*PROMPT*.
Copy each entry below exactly. No images.

Stored data entries
══════════

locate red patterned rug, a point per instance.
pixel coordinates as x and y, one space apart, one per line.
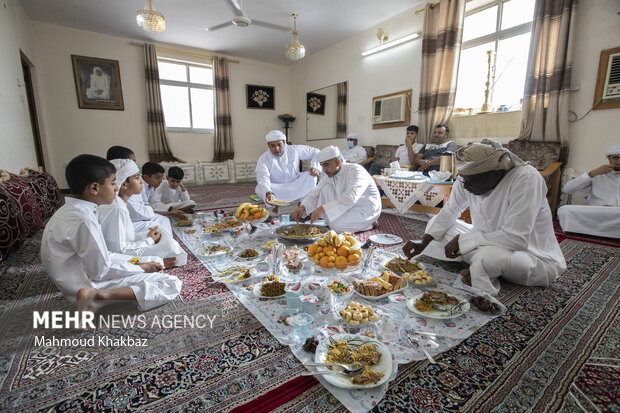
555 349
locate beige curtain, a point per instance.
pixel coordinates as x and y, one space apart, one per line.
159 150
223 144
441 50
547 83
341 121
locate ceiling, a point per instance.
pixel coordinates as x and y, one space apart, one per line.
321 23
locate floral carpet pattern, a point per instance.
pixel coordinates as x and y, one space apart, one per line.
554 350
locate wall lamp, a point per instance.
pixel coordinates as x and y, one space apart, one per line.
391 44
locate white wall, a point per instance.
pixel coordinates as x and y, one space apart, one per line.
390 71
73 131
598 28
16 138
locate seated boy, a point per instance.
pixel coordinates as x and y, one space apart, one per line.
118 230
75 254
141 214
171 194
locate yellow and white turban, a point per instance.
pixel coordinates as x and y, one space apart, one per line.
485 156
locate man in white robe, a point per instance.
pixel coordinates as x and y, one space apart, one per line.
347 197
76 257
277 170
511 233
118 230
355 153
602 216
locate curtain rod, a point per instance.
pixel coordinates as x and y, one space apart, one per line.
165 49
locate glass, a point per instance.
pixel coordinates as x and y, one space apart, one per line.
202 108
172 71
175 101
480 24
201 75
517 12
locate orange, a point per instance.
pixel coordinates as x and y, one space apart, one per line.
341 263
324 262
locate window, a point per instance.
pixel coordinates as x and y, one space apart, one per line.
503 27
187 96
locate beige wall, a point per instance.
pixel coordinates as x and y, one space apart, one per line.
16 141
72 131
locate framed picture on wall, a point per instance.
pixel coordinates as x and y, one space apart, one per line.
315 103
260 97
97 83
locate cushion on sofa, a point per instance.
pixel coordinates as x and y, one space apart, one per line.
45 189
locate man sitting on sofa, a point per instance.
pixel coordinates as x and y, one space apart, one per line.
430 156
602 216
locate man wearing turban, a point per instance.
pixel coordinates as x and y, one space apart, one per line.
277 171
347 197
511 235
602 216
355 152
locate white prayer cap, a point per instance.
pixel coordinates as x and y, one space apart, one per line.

══════════

*SOLUTION TO THE EXERCISE*.
locate red patterned rug, a point per instance.
pixel coordinates as x and y, one space apart, one per line.
555 349
locate beige curtain, a point per instance.
pixel coordinates as x and y, one space apart, one per line.
159 150
223 144
441 50
547 83
341 121
locate ceiling, a point per instance.
pixel coordinates as x and y, one space apart, one per line.
321 23
locate floral carpet pattern, a point per instance.
pixel coordinates as x and y, one space apart, one per line.
554 350
locate wall lamp, a point per instance.
pixel coordinates as x and y, one space apart, one per line.
391 44
locate white wall, a point per instance.
pixel coordinates as x and y, one space apart, one per line.
390 71
73 131
598 28
16 138
locate seated boy, a point per instance.
pixel coordinates as x and y, one space apart, one per line.
118 230
75 254
141 214
171 194
locate yellow and white turban, a point per instance.
pixel coordinates as x and y, one space apart, one per line.
485 156
locate man in white robe, a point per instance.
pixel coordinates as x and y, one space apart, one per line.
347 197
76 257
277 170
511 233
118 230
355 153
602 216
locate curtain rod, a point per instance.
pixel coordinates as x and y, one space apart, one per line.
165 49
locate glass, a point per instance.
pixel coordinates as x and y, one space apart, one per line.
202 108
172 71
175 101
480 24
201 75
517 12
locate orange, a point per instance.
pixel coordinates as x and y, one space apart, one per line.
341 263
324 262
locate window, a point per instance.
pixel coordinates as x and y, one space apart, one per line.
503 27
187 96
locate beige wall, a point per instance.
pixel coordinates as x and y, one space apart, one per line.
16 141
72 131
locate framed picture on wall, a point per instance.
pixel coordinates as x and y, one space apart, one per line.
315 103
260 97
97 83
locate cushion on sofa, a point per instance.
pixel coordinates as x and y, one space apart, one per line.
45 189
locate man sitting on sofa, a point per instance.
pixel coordinates as x and y, one space apart, one per line.
430 156
602 216
locate man wearing turban, a point per instance.
pixel coordinates as x and y, one space apart, one per line.
277 171
347 197
511 235
602 216
355 152
locate white prayer cap, a point per instance.
pixel coordinates as x and y, one space apart, one per line.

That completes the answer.